_Exercises to complete_.
(a) According to the passage on the Singapore Botanic Gardens, how old are the gardens?
(b) Duplicate the stretch of the Singapore Botanic Gardens passage from "The ICOMOS report" through "pressures and tourism.".

_Extract to read_.
A UNESCO-appointed panel, which recommended that the Singapore Botanic Gardens be listed as a World Heritage Site, praised it as an "exceptional example" of a British tropical colonial botanic garden in South-east Asia.

And it highlighted the pivotal role the gardens played in the rubber trade in the region.

Compared to other such gardens in places such as Hong Kong, Penang and India, Singapore has kept its original features intact, said the International Council on Monuments and Sites (ICOMOS). It is also relatively well-resourced.

The ICOMOS report is a response to the dossier submitted by Singapore in January last year for its bid to have the 156-year-old gardens listed as a World Heritage Site.

After a visit by an ICOMOS assessor last September, Singapore was asked to send in more information on aspects such as the gardens' boundaries, development, and its protection and management plan. These were submitted a month later in October.

In its report, ICOMOS said most of the Republic's justifications to be listed were "adequate", noting that the gardens' main threats were developments or changes in land use, environmental pressures and tourism.

_Stored entries_.
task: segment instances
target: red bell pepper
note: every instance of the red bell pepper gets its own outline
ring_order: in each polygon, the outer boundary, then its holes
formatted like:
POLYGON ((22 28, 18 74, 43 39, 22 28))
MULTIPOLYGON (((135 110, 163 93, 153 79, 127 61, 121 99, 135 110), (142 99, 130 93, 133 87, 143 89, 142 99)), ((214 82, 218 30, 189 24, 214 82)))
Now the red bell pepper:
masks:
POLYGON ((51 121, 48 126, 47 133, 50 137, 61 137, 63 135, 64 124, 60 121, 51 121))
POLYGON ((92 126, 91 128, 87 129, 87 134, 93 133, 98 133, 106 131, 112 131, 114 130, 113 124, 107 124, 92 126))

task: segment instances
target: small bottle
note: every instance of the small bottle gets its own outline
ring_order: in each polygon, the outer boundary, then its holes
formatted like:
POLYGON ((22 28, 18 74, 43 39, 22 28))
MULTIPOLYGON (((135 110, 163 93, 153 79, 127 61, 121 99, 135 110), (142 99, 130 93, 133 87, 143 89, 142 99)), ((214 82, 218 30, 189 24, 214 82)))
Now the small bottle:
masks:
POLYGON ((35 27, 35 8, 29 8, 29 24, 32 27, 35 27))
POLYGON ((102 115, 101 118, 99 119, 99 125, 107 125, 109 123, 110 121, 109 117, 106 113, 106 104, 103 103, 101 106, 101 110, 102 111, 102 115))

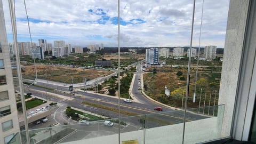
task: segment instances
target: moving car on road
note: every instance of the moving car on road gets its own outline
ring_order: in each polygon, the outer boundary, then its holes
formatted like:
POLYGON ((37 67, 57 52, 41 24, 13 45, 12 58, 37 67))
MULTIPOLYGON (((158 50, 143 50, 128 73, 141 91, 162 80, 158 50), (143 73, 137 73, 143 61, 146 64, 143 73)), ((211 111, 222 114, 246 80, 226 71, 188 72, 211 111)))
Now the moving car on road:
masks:
POLYGON ((104 125, 108 126, 112 126, 114 125, 114 124, 113 124, 113 123, 112 123, 111 122, 110 122, 109 121, 105 121, 104 122, 104 125))
POLYGON ((130 103, 132 102, 132 101, 130 99, 124 99, 124 101, 125 102, 130 102, 130 103))
POLYGON ((154 110, 157 111, 163 111, 163 108, 162 107, 155 107, 154 108, 154 110))

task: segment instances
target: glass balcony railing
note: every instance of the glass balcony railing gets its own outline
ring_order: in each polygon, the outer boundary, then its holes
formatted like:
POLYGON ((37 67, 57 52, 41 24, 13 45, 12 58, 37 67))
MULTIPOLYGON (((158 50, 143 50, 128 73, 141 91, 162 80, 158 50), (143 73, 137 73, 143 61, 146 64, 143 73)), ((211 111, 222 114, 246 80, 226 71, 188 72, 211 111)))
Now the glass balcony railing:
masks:
MULTIPOLYGON (((219 105, 188 109, 184 143, 221 138, 224 108, 219 105), (204 114, 201 112, 204 108, 207 111, 204 114)), ((38 144, 118 143, 119 135, 121 143, 181 143, 184 113, 173 110, 123 117, 119 128, 117 118, 30 130, 29 135, 31 143, 38 144)), ((14 139, 19 140, 19 135, 14 139)), ((21 142, 12 140, 9 143, 26 143, 25 132, 20 135, 21 142)))

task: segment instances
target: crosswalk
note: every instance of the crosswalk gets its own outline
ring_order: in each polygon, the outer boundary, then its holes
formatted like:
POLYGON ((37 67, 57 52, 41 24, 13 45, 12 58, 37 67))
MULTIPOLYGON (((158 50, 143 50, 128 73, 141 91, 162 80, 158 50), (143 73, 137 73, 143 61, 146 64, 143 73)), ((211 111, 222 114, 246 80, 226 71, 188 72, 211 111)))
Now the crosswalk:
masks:
POLYGON ((63 102, 66 101, 67 101, 67 100, 67 100, 67 99, 60 99, 60 100, 59 100, 58 101, 59 102, 63 102))

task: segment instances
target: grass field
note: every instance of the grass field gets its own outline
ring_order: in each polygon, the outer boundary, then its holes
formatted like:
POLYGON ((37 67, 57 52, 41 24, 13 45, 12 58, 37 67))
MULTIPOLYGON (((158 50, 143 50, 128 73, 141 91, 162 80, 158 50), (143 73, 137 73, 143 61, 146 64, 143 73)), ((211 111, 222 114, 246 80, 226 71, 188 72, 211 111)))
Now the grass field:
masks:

_Solved tasks_.
(a) The gardens are 156 years old.

(b)
The ICOMOS report is a response to the dossier submitted by Singapore in January last year for its bid to have the 156-year-old gardens listed as a World Heritage Site.

After a visit by an ICOMOS assessor last September, Singapore was asked to send in more information on aspects such as the gardens' boundaries, development, and its protection and management plan. These were submitted a month later in October.

In its report, ICOMOS said most of the Republic's justifications to be listed were "adequate", noting that the gardens' main threats were developments or changes in land use, environmental pressures and tourism.